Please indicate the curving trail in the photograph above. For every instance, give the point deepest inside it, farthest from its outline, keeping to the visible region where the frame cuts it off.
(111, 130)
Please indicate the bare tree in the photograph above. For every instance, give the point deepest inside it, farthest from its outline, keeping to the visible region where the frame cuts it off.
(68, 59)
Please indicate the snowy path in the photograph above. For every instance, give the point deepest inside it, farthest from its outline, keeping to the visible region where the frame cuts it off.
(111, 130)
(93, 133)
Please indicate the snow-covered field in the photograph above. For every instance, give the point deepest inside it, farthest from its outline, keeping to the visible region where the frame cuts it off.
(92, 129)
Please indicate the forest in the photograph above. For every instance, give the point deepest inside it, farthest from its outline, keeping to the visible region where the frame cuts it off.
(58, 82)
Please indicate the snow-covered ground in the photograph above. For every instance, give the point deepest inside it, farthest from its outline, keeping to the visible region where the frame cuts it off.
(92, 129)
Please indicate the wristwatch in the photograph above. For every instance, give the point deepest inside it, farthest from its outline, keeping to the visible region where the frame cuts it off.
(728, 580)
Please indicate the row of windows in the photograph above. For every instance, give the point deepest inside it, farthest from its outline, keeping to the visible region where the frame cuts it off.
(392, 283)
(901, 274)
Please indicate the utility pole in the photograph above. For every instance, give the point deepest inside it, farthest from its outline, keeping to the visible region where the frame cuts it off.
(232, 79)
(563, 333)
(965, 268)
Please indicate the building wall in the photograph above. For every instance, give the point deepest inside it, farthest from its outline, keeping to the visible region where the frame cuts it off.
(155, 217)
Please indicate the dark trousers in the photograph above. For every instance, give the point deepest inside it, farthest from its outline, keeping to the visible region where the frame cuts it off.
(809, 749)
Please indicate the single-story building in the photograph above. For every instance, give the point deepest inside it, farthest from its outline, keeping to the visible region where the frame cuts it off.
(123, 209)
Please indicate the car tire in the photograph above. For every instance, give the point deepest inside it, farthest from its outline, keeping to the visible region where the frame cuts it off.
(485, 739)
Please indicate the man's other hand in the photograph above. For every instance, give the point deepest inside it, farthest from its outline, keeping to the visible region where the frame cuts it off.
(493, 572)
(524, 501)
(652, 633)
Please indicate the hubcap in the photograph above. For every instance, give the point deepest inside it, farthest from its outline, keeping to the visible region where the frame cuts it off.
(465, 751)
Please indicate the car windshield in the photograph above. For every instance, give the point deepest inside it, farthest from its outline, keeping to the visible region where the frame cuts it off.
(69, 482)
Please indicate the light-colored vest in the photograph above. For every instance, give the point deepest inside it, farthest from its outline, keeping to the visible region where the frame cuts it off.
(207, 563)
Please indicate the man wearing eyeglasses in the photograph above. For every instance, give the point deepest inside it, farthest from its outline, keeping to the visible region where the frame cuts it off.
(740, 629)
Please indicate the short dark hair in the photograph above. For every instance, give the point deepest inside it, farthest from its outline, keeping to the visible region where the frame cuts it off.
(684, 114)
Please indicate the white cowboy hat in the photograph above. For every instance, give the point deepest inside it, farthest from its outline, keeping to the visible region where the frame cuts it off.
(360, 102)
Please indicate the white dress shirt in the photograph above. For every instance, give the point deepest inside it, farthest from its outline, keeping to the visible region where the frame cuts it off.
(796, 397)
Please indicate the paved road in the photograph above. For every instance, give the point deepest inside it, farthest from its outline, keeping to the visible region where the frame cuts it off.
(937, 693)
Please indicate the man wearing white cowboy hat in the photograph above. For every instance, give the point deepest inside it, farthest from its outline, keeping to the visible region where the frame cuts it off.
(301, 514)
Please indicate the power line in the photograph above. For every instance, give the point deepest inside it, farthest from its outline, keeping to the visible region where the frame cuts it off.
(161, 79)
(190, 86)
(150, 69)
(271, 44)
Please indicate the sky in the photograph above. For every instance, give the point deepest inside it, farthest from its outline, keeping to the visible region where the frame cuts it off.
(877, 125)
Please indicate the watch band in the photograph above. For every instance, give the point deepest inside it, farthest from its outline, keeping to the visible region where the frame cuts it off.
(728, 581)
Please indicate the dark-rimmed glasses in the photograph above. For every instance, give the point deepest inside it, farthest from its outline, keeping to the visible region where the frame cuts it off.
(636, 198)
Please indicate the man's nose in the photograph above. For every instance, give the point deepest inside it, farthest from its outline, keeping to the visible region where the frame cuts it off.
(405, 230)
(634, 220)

§ GOAL OF THE EXERCISE
Set down, word for word, every line from the line that holds "Please indicate the dark-rimmed" to the end of the entries above, including both ends.

§ EXERCISE SOLUTION
Please indicate the dark-rimmed glasses in the photograph above. For every instance, give the point deepest inside it, farthest from its outline, keeping to the visible region where the frame cuts it off.
(636, 198)
Please indicate the man's nose in the photograph above. For every instance, give the point deepest inside it, farthest from its outline, keeping to the visible region where the frame cuts it off.
(405, 230)
(634, 220)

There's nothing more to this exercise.